**Exercise brief**
Copy out word for word the material below, starting at the line that contains "of the rocky" and ending at the line that contains "of the gray", with both of those lines included.

--- Raw data ---

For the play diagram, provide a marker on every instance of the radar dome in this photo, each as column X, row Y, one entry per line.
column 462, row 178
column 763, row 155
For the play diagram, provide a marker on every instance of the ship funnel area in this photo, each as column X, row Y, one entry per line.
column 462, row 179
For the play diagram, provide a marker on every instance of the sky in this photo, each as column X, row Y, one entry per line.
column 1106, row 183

---
--- Raw data ---

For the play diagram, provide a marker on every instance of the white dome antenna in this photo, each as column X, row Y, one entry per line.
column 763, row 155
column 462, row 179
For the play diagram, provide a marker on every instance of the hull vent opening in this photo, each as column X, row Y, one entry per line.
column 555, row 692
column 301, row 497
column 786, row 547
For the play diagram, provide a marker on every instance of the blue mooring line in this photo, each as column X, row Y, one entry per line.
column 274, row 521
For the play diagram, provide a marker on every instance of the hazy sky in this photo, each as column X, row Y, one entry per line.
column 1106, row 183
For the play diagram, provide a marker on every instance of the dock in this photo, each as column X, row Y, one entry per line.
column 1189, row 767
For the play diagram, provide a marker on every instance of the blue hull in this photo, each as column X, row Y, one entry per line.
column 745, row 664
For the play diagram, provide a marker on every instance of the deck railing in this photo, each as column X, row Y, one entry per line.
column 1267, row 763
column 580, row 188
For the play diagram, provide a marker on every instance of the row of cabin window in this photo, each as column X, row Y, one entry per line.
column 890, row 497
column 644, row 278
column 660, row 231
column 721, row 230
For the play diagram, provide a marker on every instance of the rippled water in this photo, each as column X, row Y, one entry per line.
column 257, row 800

---
--- Raw data ---

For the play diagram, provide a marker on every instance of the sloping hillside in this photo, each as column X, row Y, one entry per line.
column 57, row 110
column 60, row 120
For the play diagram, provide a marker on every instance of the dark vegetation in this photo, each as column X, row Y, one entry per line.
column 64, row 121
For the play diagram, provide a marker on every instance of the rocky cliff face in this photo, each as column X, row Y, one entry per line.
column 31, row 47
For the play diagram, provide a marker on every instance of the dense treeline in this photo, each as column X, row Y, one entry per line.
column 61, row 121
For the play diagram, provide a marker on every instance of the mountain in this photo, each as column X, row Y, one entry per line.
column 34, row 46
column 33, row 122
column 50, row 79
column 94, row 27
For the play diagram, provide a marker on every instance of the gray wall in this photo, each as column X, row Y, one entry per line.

---

**Correct response**
For the play diagram, provide a marker on every instance of the rocky cliff face in this photo, each as column X, row Y, one entry per line.
column 31, row 47
For the play diagram, provide a marker on every instance of the dense treeline in this photo, each as column X, row Y, one entry per line.
column 61, row 121
For the play diagram, provide a marker on every instance of the mountain in this photo, each as column X, row Y, one entry per line.
column 34, row 46
column 33, row 122
column 50, row 79
column 94, row 27
For the play diagram, provide a marker on every instance of the gray wall in this photo, each as column X, row Y, one entry per line.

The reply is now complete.